Entries:
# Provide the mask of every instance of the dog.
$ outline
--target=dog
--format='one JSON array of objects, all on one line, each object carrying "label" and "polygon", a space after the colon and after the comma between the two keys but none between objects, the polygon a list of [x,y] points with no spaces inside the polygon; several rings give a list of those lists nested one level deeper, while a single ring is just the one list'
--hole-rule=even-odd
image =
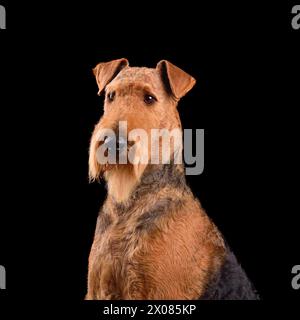
[{"label": "dog", "polygon": [[[99,63],[93,72],[105,103],[90,142],[89,177],[104,177],[108,195],[90,251],[86,299],[258,299],[186,184],[183,164],[171,157],[151,163],[151,143],[120,130],[126,122],[129,132],[142,129],[148,137],[153,129],[181,132],[177,105],[195,79],[166,60],[140,68],[123,58]],[[161,139],[155,141],[161,160]],[[134,161],[123,163],[129,147]],[[117,154],[114,163],[109,151]],[[181,153],[181,143],[171,144],[171,156]]]}]

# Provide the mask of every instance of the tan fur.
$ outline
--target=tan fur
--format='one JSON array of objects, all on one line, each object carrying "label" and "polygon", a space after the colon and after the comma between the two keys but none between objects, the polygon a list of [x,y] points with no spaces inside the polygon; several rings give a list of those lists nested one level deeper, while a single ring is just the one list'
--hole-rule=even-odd
[{"label": "tan fur", "polygon": [[[123,69],[110,79],[120,61]],[[96,78],[100,75],[104,79],[97,78],[99,90],[115,91],[116,99],[106,99],[90,145],[90,178],[97,179],[105,172],[108,197],[98,217],[89,257],[86,299],[197,299],[224,258],[222,237],[199,202],[187,187],[178,189],[171,184],[134,196],[143,175],[159,165],[107,167],[96,159],[97,133],[102,128],[115,128],[118,121],[126,120],[128,130],[143,128],[147,133],[152,128],[181,128],[177,102],[195,80],[167,61],[155,69],[130,68],[124,61],[95,68]],[[171,92],[162,80],[163,73]],[[154,94],[157,103],[146,106],[145,93]],[[175,170],[183,174],[181,165]],[[159,210],[165,201],[170,209],[147,228],[139,228],[141,217],[153,208]]]}]

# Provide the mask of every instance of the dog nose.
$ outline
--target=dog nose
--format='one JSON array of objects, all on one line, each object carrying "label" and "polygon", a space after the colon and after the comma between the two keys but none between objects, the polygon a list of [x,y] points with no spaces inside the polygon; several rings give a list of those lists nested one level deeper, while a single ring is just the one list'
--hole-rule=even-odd
[{"label": "dog nose", "polygon": [[107,147],[108,150],[114,151],[114,150],[122,150],[126,147],[127,141],[123,137],[106,137],[104,140],[104,145]]}]

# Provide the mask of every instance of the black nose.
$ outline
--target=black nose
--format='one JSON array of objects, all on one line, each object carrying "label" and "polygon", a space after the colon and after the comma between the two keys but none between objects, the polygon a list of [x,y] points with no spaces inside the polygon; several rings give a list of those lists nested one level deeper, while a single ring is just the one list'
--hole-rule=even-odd
[{"label": "black nose", "polygon": [[106,137],[104,140],[104,145],[107,147],[108,150],[115,151],[115,150],[123,150],[126,145],[127,141],[123,137]]}]

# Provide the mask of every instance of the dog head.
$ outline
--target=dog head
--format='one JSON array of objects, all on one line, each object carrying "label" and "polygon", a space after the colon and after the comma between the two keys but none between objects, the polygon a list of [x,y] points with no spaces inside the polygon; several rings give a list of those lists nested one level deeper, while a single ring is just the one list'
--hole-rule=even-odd
[{"label": "dog head", "polygon": [[[195,79],[166,60],[156,68],[138,68],[118,59],[99,63],[93,71],[105,102],[91,139],[89,176],[94,180],[104,174],[109,191],[123,201],[149,163],[165,163],[172,155],[181,155],[176,106]],[[167,156],[164,138],[172,141]],[[116,185],[123,185],[126,192],[120,195]]]}]

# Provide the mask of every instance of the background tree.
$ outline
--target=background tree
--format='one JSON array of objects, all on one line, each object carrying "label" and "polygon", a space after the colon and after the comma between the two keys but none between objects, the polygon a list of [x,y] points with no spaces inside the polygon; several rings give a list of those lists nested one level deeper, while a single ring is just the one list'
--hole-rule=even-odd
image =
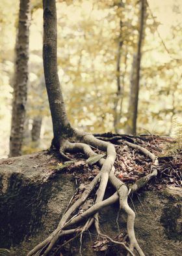
[{"label": "background tree", "polygon": [[27,98],[29,14],[29,0],[20,1],[16,44],[10,157],[21,153]]},{"label": "background tree", "polygon": [[133,61],[131,69],[131,88],[127,112],[128,134],[136,135],[136,121],[138,114],[138,102],[140,88],[140,63],[142,58],[142,44],[144,37],[144,24],[146,15],[146,1],[141,0],[140,14],[139,20],[138,41],[136,54],[133,54]]},{"label": "background tree", "polygon": [[[94,137],[92,135],[84,132],[79,131],[73,129],[67,118],[65,105],[63,100],[62,90],[60,86],[57,70],[57,10],[55,1],[44,0],[44,43],[43,43],[43,58],[44,69],[46,89],[51,109],[53,129],[54,137],[52,141],[52,146],[59,150],[62,157],[66,159],[70,159],[66,155],[66,152],[81,152],[91,161],[93,157],[99,161],[101,166],[101,170],[98,175],[87,185],[87,187],[82,193],[80,197],[68,208],[62,216],[57,228],[42,242],[36,246],[28,253],[31,255],[47,255],[57,242],[60,236],[66,234],[82,234],[95,223],[98,235],[101,235],[99,229],[99,221],[98,217],[98,210],[103,207],[112,204],[119,200],[120,206],[127,214],[127,232],[130,240],[129,248],[124,246],[128,252],[133,255],[133,250],[136,249],[140,256],[144,256],[142,249],[140,248],[135,238],[134,231],[134,221],[135,214],[127,203],[127,197],[129,193],[127,186],[120,180],[114,174],[114,163],[116,157],[114,146],[101,139]],[[136,145],[129,144],[134,148]],[[103,155],[98,155],[94,152],[91,146],[99,150],[106,152],[107,157],[103,158]],[[130,187],[133,192],[144,185],[148,180],[157,174],[155,165],[158,161],[155,156],[148,150],[138,147],[144,153],[150,155],[154,166],[152,167],[151,173],[142,180],[137,181],[133,185]],[[90,159],[91,157],[91,159]],[[98,158],[99,157],[99,158]],[[103,197],[109,181],[115,187],[116,192],[109,199],[103,200]],[[83,214],[72,214],[77,210],[79,206],[84,204],[91,191],[98,184],[96,189],[96,199],[93,205],[84,211]],[[70,229],[70,227],[77,224],[78,222],[86,220],[83,226]],[[124,244],[122,244],[124,246]]]}]

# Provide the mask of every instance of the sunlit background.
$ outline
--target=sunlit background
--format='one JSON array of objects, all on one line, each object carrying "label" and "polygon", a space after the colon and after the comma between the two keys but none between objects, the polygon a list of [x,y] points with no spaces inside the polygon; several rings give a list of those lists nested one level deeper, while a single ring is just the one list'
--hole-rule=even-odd
[{"label": "sunlit background", "polygon": [[[44,83],[41,1],[32,1],[29,84],[23,153],[47,148],[51,121]],[[136,52],[138,1],[58,1],[58,65],[69,119],[79,129],[114,132],[116,58],[120,20],[124,24],[121,82],[124,88],[118,130],[125,132],[133,56]],[[137,133],[170,135],[182,112],[181,1],[148,0],[142,48]],[[0,5],[0,155],[8,153],[14,52],[19,1]],[[121,108],[121,109],[120,109]],[[40,139],[31,142],[34,120],[42,121]]]}]

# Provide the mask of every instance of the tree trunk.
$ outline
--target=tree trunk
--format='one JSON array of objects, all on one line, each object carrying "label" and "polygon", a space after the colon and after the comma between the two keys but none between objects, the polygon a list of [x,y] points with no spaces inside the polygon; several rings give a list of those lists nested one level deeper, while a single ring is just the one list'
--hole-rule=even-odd
[{"label": "tree trunk", "polygon": [[120,60],[121,60],[121,51],[122,47],[123,45],[123,40],[122,39],[122,22],[120,20],[120,33],[119,36],[119,42],[118,42],[118,48],[117,53],[117,61],[116,61],[116,82],[117,82],[117,92],[116,97],[115,99],[114,106],[114,128],[115,133],[118,132],[118,124],[120,121],[120,111],[118,112],[118,103],[120,101],[120,98],[122,97],[123,93],[123,88],[121,85],[121,80],[120,80]]},{"label": "tree trunk", "polygon": [[146,8],[146,0],[140,0],[139,37],[137,45],[136,56],[135,56],[135,54],[134,54],[133,56],[133,61],[131,71],[130,97],[127,113],[128,118],[127,133],[133,135],[135,135],[136,133],[136,120],[140,86],[140,62],[142,57],[141,49],[144,39],[144,27]]},{"label": "tree trunk", "polygon": [[16,44],[14,95],[10,137],[10,157],[21,155],[25,120],[28,83],[29,0],[21,0]]},{"label": "tree trunk", "polygon": [[32,140],[38,142],[40,140],[42,117],[37,116],[33,119],[32,128],[31,131]]},{"label": "tree trunk", "polygon": [[51,113],[53,145],[58,148],[64,135],[72,133],[68,121],[57,71],[57,29],[55,1],[43,0],[43,59],[45,81]]}]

Problem requirements: Recast the listing lines, starting at the line that contains "# Provide the mask of every instance of the dog head." and ending at the line that contains "--target=dog head", as a Markdown table with a Row column for the row number and a Line column for the line. Leave out any blank lines.

Solution to this exercise:
| Row | Line |
|---|---|
| 1 | # Provide the mask of every instance of the dog head. |
| 2 | $ outline |
| 3 | --target=dog head |